* [GIVEN REQUEST]: Report how many lines in the listing below contain the word "iguana". Give only the number.

* [GIVEN DATA]:
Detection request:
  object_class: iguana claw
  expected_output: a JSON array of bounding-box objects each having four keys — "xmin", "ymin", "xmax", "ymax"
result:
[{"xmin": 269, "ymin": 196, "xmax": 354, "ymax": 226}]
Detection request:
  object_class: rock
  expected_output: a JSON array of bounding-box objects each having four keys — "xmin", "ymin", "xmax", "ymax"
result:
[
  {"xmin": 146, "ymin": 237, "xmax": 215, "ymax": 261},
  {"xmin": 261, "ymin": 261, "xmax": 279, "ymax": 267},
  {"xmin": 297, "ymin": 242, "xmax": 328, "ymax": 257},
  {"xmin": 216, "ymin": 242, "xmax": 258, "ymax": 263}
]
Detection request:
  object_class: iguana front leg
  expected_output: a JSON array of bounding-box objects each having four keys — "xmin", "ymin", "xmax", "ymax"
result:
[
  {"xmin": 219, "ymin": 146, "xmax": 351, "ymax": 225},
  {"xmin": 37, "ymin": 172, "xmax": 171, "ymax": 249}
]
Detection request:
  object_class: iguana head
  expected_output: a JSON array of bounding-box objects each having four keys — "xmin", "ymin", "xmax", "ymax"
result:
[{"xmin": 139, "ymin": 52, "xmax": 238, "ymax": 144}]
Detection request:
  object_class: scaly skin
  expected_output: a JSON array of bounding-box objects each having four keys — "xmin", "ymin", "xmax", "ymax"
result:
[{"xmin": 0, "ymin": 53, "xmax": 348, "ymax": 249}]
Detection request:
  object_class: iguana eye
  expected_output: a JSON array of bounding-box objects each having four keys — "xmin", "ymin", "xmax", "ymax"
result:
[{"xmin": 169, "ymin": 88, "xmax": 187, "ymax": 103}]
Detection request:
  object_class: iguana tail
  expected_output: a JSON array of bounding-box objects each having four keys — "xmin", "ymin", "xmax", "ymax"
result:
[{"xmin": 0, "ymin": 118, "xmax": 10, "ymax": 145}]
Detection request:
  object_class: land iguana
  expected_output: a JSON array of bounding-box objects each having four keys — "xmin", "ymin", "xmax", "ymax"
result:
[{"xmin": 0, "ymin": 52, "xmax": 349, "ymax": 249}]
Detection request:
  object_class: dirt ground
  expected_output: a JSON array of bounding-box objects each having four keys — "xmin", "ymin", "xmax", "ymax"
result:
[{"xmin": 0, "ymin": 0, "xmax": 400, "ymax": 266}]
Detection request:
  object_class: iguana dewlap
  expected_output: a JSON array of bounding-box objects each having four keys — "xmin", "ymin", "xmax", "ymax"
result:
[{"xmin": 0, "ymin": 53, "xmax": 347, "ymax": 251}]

* [SOLUTION TO THE EXERCISE]: 7